▸ **PROMPT**: Return each line of the entries below that contains the string "bare", matching its case exactly.

(Excerpts from an object detection dataset)
-- Begin --

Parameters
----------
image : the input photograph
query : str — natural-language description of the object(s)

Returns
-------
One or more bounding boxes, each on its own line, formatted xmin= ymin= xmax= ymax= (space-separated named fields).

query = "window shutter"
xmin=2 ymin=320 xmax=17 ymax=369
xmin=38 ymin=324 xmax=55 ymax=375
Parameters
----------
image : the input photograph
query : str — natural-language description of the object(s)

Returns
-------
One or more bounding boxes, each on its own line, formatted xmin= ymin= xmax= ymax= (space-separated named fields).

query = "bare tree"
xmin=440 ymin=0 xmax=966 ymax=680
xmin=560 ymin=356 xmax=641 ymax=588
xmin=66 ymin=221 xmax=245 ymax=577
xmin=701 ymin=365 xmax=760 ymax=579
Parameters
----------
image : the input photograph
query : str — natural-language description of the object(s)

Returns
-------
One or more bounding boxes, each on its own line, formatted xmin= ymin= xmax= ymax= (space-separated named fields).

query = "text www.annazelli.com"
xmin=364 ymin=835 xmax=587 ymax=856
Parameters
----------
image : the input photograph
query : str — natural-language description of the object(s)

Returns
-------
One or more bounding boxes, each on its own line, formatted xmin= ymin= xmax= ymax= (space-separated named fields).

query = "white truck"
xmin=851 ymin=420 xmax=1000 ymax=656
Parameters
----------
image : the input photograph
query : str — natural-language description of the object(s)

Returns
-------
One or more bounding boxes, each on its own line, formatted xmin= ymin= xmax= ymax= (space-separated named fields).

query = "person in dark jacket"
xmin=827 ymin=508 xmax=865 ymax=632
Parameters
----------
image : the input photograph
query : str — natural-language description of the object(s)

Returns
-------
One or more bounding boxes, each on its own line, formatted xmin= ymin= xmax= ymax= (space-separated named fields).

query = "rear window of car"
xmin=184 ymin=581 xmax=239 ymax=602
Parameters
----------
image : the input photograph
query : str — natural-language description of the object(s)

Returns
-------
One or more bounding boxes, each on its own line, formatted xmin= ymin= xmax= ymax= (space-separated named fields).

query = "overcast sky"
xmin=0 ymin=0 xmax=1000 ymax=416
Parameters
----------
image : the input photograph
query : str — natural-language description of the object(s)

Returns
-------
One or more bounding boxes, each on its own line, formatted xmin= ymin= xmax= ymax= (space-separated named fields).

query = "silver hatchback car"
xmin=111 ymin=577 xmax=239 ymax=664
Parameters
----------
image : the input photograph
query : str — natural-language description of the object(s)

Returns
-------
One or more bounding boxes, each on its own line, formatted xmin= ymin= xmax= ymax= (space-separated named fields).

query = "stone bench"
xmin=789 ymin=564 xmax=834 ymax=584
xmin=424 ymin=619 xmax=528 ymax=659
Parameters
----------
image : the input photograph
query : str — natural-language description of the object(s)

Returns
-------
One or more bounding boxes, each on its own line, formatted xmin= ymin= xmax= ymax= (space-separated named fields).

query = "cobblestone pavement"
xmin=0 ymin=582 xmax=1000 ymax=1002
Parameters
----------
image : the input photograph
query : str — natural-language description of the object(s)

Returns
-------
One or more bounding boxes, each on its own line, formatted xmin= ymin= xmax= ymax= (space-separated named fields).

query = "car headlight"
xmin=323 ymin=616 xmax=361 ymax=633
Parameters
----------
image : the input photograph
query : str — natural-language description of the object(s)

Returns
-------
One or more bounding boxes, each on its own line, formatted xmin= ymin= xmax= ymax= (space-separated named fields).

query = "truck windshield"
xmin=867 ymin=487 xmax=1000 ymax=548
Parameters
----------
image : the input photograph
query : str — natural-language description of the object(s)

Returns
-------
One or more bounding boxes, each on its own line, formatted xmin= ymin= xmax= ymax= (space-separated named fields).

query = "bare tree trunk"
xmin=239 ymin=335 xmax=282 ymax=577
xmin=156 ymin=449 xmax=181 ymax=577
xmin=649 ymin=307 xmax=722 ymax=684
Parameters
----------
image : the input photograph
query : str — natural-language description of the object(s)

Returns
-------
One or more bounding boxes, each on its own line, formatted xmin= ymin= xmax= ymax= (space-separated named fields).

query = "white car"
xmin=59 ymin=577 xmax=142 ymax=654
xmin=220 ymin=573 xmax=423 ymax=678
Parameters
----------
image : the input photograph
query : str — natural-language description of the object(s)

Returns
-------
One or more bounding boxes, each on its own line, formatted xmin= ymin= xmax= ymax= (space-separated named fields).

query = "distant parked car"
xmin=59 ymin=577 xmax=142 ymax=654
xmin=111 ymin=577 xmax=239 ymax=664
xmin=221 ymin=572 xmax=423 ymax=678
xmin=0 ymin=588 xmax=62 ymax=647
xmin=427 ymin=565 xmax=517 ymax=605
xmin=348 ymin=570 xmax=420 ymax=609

-- End --

▸ **TASK ANSWER**:
query = "bare tree"
query = "bare tree trunk"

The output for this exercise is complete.